- **TO DO**:
Print the entire listing below line for line, without changing anything, and omit the pictures.

- **ROWS**:

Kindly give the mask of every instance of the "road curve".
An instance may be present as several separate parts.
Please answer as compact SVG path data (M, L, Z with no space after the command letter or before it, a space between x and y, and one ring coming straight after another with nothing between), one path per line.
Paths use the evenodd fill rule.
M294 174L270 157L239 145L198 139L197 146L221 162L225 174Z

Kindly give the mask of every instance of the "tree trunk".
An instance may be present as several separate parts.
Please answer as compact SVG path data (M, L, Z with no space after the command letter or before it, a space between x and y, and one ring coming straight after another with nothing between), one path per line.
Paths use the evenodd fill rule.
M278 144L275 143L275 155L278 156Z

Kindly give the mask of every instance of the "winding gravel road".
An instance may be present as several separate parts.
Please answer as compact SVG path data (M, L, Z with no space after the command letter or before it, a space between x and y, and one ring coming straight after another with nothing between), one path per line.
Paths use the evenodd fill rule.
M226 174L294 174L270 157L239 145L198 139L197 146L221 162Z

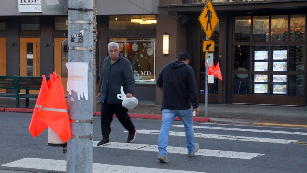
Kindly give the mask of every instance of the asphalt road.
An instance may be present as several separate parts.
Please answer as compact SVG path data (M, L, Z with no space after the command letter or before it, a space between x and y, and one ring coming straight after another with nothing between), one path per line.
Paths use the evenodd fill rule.
M28 157L66 160L66 155L63 153L61 147L47 146L47 130L36 138L31 136L28 129L31 116L32 114L0 112L0 165ZM99 141L102 138L100 119L95 117L94 119L93 140ZM134 143L157 145L158 135L154 131L159 130L161 120L133 119L132 121L140 132ZM173 125L182 124L181 122L174 121ZM218 154L216 155L218 156L200 155L189 157L185 154L169 153L167 157L169 162L164 164L159 162L157 159L157 153L155 151L95 147L93 149L93 162L208 173L307 172L307 145L297 143L280 143L270 139L307 142L306 128L199 123L195 123L194 125L196 126L194 128L196 135L200 134L198 136L205 137L196 137L196 135L195 141L200 144L200 148L218 150L216 152L220 153L219 155ZM110 139L111 144L108 146L114 145L115 143L125 143L128 134L124 132L126 129L117 119L114 119L111 127ZM146 130L154 132L146 134ZM258 130L266 131L256 131ZM169 136L169 146L185 147L185 137L174 135L175 134L180 133L178 132L184 132L183 127L172 127L171 131L177 132ZM301 133L287 134L285 132L280 133L280 131ZM204 135L205 134L210 135ZM247 139L246 137L252 138ZM253 141L254 139L259 140L258 138L265 138L261 139L265 142ZM235 151L243 155L245 154L245 153L261 155L251 159L230 158L222 155L221 153L224 151ZM0 167L0 171L1 169L59 172Z

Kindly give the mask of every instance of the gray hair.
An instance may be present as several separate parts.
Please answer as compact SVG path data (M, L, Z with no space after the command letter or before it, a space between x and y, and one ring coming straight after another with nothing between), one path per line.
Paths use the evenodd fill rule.
M118 44L115 42L111 42L108 44L108 50L110 50L110 48L113 48L116 47L118 50L119 49L119 46L118 46Z

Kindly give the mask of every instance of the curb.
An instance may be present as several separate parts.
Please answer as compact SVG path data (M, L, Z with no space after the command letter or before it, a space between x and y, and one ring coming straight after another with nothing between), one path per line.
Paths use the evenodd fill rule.
M23 108L11 108L8 107L0 107L0 112L24 112L33 113L34 111L34 109L28 109ZM162 115L150 115L147 114L129 114L130 117L132 118L141 118L143 119L162 119ZM100 112L94 112L93 115L99 116L101 115ZM114 115L114 117L115 117ZM210 122L210 118L202 118L200 117L193 117L193 121L196 122ZM175 121L181 121L179 118L176 117Z

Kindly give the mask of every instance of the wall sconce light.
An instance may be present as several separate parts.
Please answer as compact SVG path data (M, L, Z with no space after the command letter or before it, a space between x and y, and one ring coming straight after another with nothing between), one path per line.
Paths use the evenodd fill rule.
M163 54L166 56L169 55L169 35L165 33L163 35Z

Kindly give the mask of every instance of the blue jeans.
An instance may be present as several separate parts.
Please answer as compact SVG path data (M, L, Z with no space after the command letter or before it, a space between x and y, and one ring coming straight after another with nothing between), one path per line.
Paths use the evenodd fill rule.
M159 135L159 155L166 157L166 147L168 144L169 133L173 121L178 116L183 123L185 133L185 142L188 154L192 153L195 150L194 130L193 129L193 116L191 109L184 110L163 109L162 110L162 123Z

- **RESULT OF THIS EXERCISE**:
Kindly give the mask of every instance of the "road curve".
An instance may be present as several separate parts.
Please answer as compact SVG path data (M, L, Z with no space after the command letter or before it, a space between x and y, and one ring coming straight after another with nothing between), one path per line.
Paths use the evenodd fill rule.
M294 174L270 157L239 145L198 139L197 146L221 162L225 174Z

Kindly give the mask of every instance of the "tree trunk".
An instance may be present as several separate parts.
Please answer as compact SVG path data (M, L, Z with no space after the command letter or before it, a space between x and y, and one ring coming straight after another with nothing between), one path per line.
Paths use the evenodd fill rule.
M278 144L275 143L275 155L278 156Z

Kindly give the mask of every instance of the "winding gravel road".
An instance may be present as several separate parts.
Please answer as compact SVG path data (M, L, Z with no space after the command letter or before it, a space between x and y, and one ring coming straight after another with nothing between), one path per line.
Paths use the evenodd fill rule.
M226 174L294 174L270 157L239 145L198 139L197 146L221 162Z

Kindly give the mask of every instance of the asphalt road.
An instance may be present as several separate parts.
Please answer as compact SVG path data (M, L, Z with no space after the command letter or before it, a space between x and y, and one ring coming straight after another with nothing between), one path per line.
Paths use the evenodd fill rule.
M28 157L66 160L66 155L63 153L61 147L47 146L47 130L36 138L31 136L28 129L31 116L32 114L0 112L0 165ZM99 141L102 138L100 119L95 117L94 119L93 140ZM134 143L157 145L158 135L154 131L159 130L161 120L133 119L132 121L140 132ZM173 125L182 124L181 122L174 121ZM218 154L216 155L218 156L200 155L189 157L185 154L169 153L167 157L169 162L164 164L159 162L157 159L157 153L155 151L95 147L93 149L93 162L208 173L307 172L307 145L297 143L280 143L270 139L307 142L306 128L199 123L195 123L194 125L196 126L194 128L196 135L200 134L198 136L205 137L196 137L196 135L195 141L200 144L200 148L218 150L216 152L220 153L219 155ZM110 139L111 144L108 146L114 145L115 143L125 143L128 134L124 132L126 129L117 119L114 119L111 127ZM146 130L154 132L146 134ZM258 130L266 131L256 131ZM169 136L169 146L185 147L185 137L174 135L175 134L180 133L178 132L184 132L183 127L172 127L171 131L177 132ZM301 133L287 134L285 132L280 133L280 131ZM204 135L205 134L210 135ZM247 139L246 137L252 138ZM253 141L254 139L259 140L258 138L265 138L261 139L265 142ZM235 151L243 155L245 154L245 153L261 155L251 159L230 158L222 155L221 153L224 151ZM0 167L0 171L1 169L59 172Z

Kindly give the mask of every instance of the gray hair.
An instance may be present as several separate parts.
Please answer as compact SVG path data (M, L, Z with no space after the command letter or before it, a space between x and y, and one ring coming straight after another with nothing between), one path per line.
Paths use the evenodd fill rule.
M118 44L115 42L111 42L108 44L108 50L110 50L110 48L113 48L116 47L118 50L119 49L119 46L118 46Z

Kindly give the mask of every instance of the curb.
An instance may be present as several separate parts.
Please answer as compact SVG path data (M, L, Z with no space after the command letter or before it, a space between x and y, and one ring coming straight after another with nothing between), one path per line.
Paths use the evenodd fill rule.
M23 108L11 108L8 107L0 107L0 112L24 112L33 113L34 111L34 109L28 109ZM162 115L150 115L147 114L129 114L130 117L132 118L141 118L143 119L162 119ZM100 112L94 112L93 115L99 116L101 115ZM114 115L114 117L115 117ZM210 122L210 118L202 118L200 117L193 117L193 121L196 122ZM175 121L181 121L179 118L176 117Z

Kindly give the mask of every instance of the wall sconce light.
An instance may be present as several separate parts.
Please answer as compact SVG path data (M, L, Z with no space after the command letter or before it, a space between x and y, and one ring coming straight after another with nothing between), one path per line.
Paths use the evenodd fill rule.
M163 54L166 56L169 55L169 35L165 33L163 35Z

Kindly give the mask of every instance of the blue jeans.
An instance may be present as several separate parts.
Please answer as compact SVG path data (M, L, Z with no space after the command letter or before it, a space between x and y, and one ring coming straight after another with nothing between), one path per line.
Paths use the evenodd fill rule.
M159 135L159 155L166 157L166 147L168 144L169 133L173 121L178 116L183 123L185 133L185 142L188 154L192 153L195 150L194 130L193 129L193 116L191 109L184 110L163 109L162 110L162 123Z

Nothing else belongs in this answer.